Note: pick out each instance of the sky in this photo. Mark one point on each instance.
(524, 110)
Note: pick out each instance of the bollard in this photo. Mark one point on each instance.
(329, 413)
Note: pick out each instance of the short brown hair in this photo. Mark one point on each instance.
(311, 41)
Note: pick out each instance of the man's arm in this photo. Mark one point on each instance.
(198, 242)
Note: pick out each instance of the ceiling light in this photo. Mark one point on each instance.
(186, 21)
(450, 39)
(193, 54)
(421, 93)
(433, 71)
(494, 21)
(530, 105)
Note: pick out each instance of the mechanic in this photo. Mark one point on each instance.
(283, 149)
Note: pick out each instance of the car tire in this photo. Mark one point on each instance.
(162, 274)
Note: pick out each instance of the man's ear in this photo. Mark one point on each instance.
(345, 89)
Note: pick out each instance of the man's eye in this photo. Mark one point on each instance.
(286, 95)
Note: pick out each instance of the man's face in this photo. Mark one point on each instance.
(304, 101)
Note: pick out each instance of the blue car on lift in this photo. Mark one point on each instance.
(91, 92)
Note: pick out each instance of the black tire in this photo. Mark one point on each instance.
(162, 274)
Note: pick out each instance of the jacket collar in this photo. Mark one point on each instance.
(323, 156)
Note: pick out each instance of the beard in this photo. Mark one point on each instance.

--

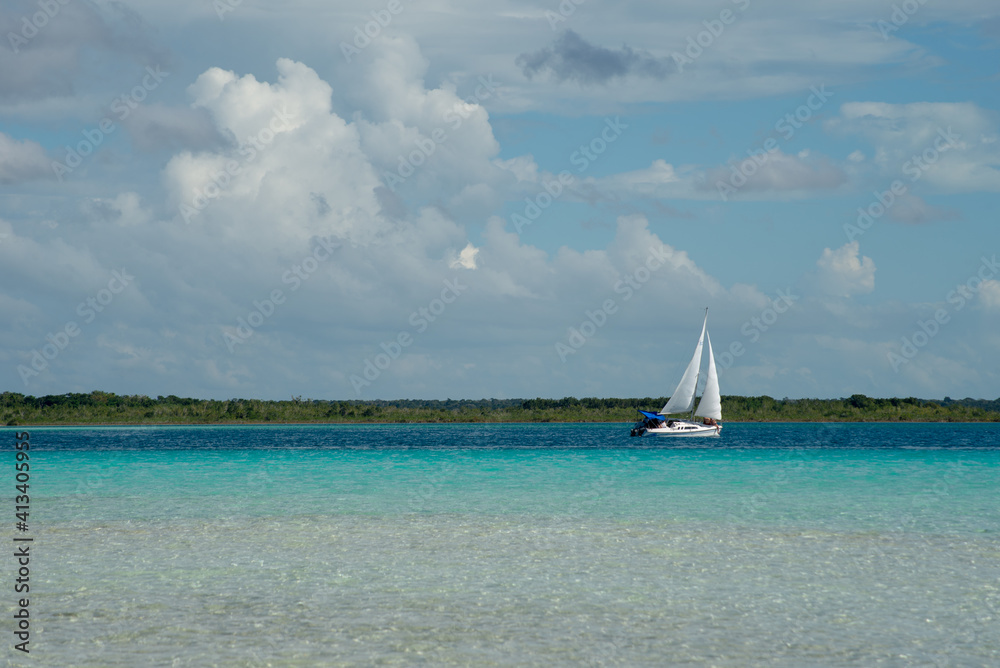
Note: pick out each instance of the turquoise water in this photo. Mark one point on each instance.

GIVEN EXERCISE: Extract each line of the listing above that contains the string "tire", treating uppercase and lowercase letters as distinct.

REPLY:
Note: pick out each instance of the car tire in this photo. Mark one point on each instance.
Note: pick out each instance of the black tire in this photo. Mark one point on each instance.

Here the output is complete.